Short exercise » Report each line of the material below that contains the word "grass", copying every such line in full.

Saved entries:
Begin

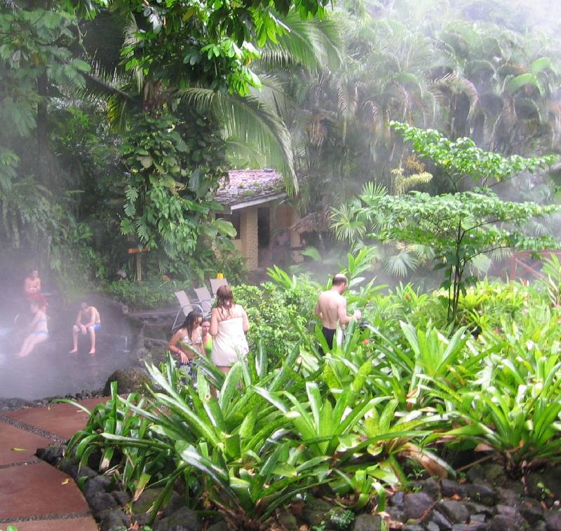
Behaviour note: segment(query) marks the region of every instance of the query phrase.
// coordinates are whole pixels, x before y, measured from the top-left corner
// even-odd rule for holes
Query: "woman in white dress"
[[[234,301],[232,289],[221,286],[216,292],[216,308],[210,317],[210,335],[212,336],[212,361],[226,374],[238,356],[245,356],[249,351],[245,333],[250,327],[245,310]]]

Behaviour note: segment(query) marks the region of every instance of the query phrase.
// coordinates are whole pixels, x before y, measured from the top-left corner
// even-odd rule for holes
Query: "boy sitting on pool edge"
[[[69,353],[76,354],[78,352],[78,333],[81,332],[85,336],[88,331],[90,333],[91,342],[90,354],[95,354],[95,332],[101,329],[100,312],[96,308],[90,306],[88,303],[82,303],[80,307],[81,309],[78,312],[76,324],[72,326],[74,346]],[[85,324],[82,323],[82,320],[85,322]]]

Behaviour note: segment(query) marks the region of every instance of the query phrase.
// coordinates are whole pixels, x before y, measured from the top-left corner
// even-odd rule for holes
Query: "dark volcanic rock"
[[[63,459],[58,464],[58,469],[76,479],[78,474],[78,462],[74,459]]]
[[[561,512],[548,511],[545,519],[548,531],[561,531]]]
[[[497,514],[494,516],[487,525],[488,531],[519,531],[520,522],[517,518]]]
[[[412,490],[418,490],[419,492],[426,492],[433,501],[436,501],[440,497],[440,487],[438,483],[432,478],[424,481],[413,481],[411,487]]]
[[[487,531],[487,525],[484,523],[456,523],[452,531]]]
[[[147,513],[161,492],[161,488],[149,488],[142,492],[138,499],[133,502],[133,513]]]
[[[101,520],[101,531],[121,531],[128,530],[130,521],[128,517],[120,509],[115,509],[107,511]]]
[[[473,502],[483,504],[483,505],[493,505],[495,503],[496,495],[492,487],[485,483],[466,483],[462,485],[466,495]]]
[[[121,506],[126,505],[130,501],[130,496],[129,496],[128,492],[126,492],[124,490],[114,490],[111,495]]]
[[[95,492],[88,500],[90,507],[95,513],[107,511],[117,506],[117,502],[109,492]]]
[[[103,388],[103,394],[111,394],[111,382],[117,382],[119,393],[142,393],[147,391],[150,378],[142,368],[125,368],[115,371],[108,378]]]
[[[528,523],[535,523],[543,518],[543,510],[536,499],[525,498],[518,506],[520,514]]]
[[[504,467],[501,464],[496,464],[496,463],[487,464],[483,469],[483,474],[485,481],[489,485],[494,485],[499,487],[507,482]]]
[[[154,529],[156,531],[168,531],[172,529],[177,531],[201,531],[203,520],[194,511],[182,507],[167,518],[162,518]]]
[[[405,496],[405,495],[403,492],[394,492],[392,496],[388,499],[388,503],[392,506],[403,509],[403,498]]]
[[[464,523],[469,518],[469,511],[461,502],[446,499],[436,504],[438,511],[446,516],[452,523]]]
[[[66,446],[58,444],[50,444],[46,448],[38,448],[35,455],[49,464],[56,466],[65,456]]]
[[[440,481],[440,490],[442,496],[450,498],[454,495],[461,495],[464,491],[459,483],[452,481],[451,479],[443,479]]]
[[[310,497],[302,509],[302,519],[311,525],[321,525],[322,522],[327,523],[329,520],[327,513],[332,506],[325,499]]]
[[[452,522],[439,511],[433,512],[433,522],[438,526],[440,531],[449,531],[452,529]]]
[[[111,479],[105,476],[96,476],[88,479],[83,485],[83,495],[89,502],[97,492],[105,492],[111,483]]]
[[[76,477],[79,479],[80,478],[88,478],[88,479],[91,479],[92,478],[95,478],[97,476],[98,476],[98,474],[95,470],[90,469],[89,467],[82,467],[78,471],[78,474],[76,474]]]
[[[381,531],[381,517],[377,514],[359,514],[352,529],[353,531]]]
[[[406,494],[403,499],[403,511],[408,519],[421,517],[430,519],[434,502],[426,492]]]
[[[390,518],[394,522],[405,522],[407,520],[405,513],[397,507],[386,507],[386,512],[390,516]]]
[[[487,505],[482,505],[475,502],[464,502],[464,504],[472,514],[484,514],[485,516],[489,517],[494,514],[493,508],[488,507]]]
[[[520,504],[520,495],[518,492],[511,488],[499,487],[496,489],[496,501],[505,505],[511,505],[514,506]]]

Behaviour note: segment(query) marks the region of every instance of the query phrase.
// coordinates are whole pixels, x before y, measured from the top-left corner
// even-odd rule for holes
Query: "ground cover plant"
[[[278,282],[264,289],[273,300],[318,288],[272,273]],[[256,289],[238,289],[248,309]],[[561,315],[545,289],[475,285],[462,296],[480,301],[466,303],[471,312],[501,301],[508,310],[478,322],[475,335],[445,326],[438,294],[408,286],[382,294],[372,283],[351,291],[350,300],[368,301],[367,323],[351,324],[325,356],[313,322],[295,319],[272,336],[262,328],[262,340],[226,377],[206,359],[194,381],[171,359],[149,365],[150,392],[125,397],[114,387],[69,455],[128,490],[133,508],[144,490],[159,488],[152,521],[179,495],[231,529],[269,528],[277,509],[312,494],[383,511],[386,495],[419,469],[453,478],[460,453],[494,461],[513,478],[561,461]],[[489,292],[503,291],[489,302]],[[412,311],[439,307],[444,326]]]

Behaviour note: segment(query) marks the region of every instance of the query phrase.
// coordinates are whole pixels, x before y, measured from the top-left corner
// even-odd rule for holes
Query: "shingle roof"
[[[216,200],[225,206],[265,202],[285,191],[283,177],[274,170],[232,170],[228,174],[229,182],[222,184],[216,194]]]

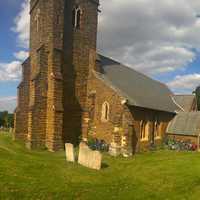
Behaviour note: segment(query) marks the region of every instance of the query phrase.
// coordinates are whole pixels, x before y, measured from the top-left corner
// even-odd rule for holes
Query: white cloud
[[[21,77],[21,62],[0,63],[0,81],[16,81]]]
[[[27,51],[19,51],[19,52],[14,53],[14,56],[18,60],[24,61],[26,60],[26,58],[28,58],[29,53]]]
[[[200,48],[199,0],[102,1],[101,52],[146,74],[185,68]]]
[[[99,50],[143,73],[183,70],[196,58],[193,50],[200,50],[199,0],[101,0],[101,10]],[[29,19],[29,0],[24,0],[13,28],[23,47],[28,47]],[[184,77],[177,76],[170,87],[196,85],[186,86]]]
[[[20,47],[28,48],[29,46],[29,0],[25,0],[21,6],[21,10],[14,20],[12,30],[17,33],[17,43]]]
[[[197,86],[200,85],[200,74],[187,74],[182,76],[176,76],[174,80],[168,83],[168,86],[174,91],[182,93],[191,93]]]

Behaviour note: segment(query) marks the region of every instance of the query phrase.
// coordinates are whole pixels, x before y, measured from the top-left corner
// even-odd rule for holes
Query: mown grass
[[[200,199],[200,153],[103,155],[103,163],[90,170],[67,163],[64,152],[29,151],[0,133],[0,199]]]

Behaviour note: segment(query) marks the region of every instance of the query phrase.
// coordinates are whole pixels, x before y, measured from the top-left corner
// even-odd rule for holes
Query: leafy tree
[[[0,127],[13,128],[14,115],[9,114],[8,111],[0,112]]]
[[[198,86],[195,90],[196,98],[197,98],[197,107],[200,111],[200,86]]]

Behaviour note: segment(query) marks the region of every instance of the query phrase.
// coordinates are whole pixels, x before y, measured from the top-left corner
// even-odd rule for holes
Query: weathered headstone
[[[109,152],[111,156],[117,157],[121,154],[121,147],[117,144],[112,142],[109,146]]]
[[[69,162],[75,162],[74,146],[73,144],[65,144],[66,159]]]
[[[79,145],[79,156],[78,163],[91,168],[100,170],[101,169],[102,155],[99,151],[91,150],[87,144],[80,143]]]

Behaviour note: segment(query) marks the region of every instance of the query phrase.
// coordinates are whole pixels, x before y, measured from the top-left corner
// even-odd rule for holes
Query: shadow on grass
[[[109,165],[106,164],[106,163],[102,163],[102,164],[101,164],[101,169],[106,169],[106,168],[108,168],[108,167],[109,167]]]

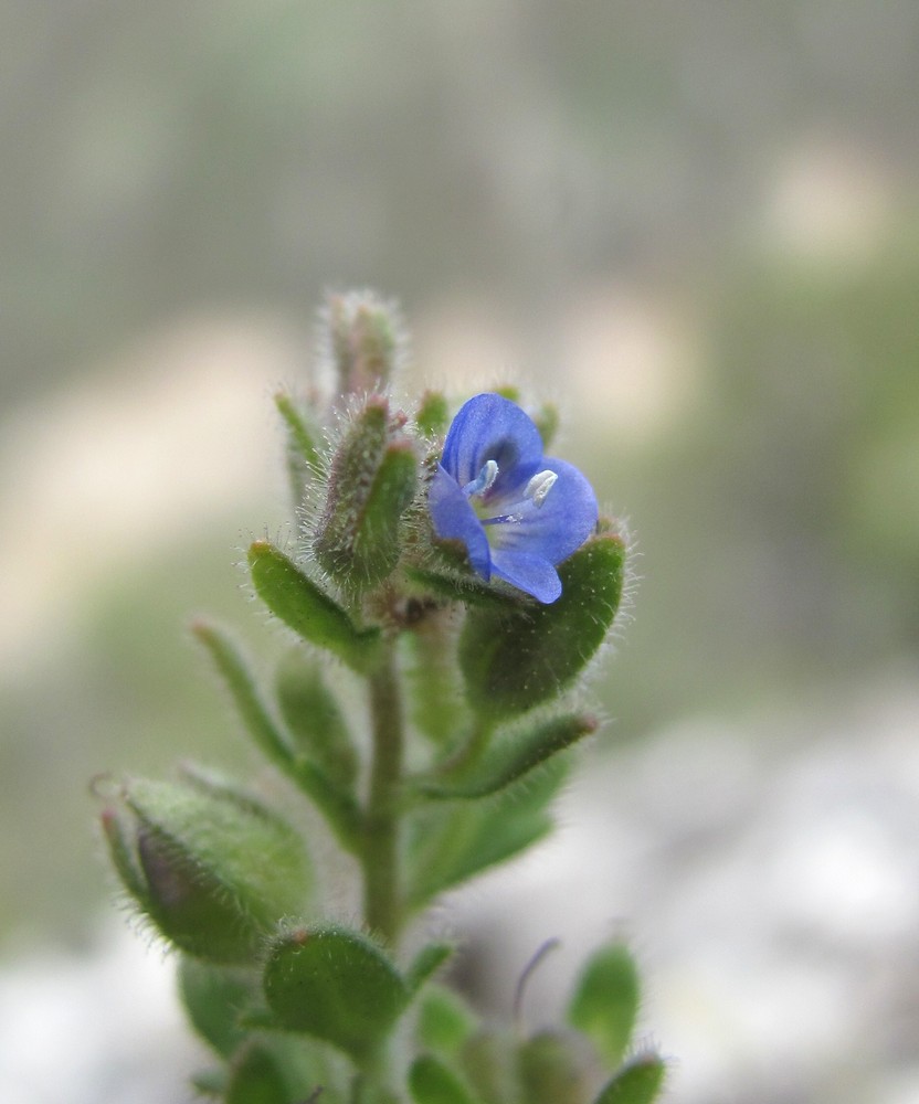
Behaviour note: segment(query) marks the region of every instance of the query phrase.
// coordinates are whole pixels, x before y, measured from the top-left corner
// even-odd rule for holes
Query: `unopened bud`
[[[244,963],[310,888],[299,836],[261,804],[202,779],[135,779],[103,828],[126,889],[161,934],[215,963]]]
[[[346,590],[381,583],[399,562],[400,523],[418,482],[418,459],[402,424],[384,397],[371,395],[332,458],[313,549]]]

End

Answer for the task »
Query: mown grass
Query: shadow on grass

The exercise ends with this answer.